TEXT SHOWN →
Hundreds of Greek healthcare workers demonstrated on Tuesday to protest at working conditions and lack of manpower and equipment in public hospitals during the coronavirus pandemic.
The demonstrations were staged to coincide with World Health Day, according to the federation of hospital personnel.
“You only saw us when we covered our faces,” proclaimed a poster printed by hospital trade unions, bearing a picture of doctors wearing anti-coronavirus masks.
Demonstrators at the large Evangelismos hospital in central Athens held up signs demanding job hiring, virus testing and hospital equipment.
Police tried to enter the hospital courtyard where the rally was taking place before being forced back by demonstrators, an AFP photographer said.
A similar protest was held at the main hospital in Larissa in central Greece, according to images from public television ERT.
Despina Tossonidou, president of the doctors’ union at Voula hospital in southern Athens, said that in addition to the hiring of medical staff, intensive care units in private clinics should be requisitioned “to overcome the shortcomings of the public sector” during the virus crisis.

[Dataset entries]

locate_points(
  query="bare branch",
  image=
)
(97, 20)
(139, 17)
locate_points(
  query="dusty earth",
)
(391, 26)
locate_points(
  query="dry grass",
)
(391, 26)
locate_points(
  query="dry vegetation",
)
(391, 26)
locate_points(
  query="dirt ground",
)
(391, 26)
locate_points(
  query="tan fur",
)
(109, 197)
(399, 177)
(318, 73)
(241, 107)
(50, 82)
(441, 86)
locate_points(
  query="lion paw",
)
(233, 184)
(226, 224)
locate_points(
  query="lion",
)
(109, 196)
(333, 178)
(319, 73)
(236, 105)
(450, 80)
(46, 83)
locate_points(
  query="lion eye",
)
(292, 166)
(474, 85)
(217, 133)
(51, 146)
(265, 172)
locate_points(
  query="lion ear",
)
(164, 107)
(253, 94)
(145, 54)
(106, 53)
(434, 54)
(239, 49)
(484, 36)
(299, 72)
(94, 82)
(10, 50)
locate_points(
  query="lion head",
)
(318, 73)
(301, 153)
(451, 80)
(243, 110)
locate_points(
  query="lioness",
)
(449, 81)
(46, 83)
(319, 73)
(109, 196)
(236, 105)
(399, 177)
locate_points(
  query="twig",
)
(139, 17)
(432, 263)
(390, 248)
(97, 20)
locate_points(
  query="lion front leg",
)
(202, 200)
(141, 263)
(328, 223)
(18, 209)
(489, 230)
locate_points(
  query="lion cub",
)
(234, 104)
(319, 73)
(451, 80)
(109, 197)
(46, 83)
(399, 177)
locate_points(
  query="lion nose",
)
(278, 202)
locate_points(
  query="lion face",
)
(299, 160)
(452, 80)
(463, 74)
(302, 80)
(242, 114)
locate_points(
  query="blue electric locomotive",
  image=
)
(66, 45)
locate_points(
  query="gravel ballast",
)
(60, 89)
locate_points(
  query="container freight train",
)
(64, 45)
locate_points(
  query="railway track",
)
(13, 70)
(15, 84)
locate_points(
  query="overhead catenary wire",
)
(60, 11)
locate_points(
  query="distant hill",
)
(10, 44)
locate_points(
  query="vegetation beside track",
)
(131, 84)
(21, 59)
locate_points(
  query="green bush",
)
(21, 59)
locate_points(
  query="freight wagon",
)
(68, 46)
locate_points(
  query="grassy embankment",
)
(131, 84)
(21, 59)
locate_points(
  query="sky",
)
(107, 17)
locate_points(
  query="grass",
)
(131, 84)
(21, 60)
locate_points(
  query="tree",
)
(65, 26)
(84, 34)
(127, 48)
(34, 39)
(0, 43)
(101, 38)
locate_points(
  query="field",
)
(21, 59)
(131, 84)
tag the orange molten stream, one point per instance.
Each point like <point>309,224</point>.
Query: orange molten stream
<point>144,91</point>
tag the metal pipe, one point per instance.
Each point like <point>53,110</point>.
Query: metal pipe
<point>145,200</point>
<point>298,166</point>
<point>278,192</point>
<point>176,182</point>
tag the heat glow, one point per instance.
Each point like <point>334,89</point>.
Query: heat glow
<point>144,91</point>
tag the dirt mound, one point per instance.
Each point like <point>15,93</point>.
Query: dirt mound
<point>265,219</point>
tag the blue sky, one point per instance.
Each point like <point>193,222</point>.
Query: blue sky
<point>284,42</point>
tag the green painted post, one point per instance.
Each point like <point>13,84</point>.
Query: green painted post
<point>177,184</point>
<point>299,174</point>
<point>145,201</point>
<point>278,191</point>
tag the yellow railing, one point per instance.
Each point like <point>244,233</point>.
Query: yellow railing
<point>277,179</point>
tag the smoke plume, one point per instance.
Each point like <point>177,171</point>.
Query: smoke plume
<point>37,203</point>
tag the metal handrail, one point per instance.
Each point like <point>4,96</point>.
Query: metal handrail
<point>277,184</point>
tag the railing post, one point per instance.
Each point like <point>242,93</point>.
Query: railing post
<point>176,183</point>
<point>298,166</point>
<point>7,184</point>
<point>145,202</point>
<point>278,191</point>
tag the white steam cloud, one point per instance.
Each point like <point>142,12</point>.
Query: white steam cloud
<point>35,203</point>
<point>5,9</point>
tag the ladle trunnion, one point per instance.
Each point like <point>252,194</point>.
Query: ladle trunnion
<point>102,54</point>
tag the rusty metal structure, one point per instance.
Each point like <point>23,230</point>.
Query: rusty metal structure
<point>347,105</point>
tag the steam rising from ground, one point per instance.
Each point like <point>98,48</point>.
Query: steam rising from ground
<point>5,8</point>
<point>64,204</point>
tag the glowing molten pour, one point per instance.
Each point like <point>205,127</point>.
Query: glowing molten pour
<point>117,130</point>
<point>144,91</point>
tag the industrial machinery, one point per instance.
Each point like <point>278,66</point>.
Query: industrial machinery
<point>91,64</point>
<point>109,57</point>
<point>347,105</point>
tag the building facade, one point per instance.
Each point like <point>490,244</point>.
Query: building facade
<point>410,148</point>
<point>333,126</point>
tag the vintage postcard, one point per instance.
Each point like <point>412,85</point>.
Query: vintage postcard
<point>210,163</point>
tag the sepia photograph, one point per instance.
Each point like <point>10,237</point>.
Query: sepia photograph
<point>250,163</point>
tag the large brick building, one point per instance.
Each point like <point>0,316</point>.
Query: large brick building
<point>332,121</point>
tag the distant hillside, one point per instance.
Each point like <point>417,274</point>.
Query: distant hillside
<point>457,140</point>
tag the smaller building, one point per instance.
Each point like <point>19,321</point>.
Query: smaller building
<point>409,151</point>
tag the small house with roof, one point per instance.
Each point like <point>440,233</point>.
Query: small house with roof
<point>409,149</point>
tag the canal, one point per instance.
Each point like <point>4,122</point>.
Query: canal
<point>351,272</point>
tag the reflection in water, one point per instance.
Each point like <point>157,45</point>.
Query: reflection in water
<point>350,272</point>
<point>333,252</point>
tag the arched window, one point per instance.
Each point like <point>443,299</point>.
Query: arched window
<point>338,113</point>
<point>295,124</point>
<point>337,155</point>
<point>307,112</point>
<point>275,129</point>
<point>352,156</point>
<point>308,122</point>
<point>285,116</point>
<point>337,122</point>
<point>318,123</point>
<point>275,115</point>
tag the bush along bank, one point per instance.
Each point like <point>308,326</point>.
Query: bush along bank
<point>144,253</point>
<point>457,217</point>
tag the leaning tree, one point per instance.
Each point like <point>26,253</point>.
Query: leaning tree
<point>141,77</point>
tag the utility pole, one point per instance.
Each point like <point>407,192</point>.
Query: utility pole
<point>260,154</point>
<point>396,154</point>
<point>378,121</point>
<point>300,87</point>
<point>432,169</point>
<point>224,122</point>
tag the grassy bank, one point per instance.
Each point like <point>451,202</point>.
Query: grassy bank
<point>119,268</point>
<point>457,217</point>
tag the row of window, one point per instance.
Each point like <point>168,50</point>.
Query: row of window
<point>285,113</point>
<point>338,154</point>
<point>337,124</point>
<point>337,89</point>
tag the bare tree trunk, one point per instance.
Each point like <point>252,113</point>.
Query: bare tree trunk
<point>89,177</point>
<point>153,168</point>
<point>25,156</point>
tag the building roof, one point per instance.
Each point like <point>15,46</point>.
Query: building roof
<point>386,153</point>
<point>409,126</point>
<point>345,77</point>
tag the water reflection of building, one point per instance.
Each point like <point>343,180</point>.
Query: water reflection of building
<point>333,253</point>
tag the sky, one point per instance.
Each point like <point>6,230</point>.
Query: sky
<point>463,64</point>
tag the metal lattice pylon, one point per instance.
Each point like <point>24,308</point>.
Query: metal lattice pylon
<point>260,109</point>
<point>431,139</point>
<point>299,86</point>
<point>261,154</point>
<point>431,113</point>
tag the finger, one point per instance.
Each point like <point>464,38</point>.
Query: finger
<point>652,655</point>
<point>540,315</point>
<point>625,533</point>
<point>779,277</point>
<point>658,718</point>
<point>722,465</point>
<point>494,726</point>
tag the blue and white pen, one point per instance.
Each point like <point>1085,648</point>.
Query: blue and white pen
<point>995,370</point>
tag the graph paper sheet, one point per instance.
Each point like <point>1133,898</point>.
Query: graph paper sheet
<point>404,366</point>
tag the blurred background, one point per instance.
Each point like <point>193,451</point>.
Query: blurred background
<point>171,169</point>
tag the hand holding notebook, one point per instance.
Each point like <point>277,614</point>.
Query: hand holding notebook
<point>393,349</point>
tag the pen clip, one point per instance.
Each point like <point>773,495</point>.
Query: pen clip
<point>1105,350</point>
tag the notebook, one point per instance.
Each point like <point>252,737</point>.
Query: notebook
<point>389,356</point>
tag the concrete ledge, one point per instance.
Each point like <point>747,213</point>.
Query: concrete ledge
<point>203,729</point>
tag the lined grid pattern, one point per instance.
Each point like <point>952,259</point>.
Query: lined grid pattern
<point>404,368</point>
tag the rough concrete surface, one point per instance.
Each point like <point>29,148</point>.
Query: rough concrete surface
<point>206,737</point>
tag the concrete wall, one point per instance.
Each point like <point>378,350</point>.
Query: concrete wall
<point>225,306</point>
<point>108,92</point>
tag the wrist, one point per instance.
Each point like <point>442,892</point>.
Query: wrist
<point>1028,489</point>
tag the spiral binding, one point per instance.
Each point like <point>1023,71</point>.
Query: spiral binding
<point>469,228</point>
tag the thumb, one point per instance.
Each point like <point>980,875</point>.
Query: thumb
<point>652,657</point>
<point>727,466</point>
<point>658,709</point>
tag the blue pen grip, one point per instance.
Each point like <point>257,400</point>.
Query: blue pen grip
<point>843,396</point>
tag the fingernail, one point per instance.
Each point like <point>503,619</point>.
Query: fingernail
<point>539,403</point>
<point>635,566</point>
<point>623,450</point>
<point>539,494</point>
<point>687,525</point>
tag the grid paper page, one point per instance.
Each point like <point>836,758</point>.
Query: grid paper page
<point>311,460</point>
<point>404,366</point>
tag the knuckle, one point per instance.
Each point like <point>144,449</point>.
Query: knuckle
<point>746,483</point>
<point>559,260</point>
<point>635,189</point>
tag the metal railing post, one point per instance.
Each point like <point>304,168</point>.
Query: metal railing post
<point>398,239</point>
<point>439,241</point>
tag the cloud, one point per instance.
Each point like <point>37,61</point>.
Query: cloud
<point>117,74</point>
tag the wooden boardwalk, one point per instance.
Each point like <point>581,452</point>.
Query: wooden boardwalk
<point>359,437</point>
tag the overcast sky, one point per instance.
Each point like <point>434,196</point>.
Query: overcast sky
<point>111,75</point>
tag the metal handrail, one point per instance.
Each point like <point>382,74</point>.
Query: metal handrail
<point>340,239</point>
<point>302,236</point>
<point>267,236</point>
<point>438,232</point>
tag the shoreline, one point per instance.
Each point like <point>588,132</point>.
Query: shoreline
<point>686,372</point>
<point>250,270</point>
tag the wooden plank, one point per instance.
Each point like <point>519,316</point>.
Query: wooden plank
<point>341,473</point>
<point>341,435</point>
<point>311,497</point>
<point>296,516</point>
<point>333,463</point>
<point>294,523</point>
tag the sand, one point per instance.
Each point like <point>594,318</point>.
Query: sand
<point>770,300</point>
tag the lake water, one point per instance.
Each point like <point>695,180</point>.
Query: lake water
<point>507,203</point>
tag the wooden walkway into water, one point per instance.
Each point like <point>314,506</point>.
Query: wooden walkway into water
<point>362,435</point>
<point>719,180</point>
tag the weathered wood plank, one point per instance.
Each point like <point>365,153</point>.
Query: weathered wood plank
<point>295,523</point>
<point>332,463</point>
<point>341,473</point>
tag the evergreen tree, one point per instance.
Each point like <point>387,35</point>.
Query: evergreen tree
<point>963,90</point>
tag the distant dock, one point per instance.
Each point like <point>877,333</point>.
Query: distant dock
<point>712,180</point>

BRIEF 1 → In the article on the Greek healthcare protests, which occasion were the demonstrations timed to coincide with?
BRIEF 2 → Please copy the article on the Greek healthcare protests word for word from "Despina Tossonidou, president" up to and including "the virus crisis.".
The listing has no connection to the article on the Greek healthcare protests.

PROBLEM SOLUTION 1 → World Health Day.

PROBLEM SOLUTION 2 →
Despina Tossonidou, president of the doctors’ union at Voula hospital in southern Athens, said that in addition to the hiring of medical staff, intensive care units in private clinics should be requisitioned “to overcome the shortcomings of the public sector” during the virus crisis.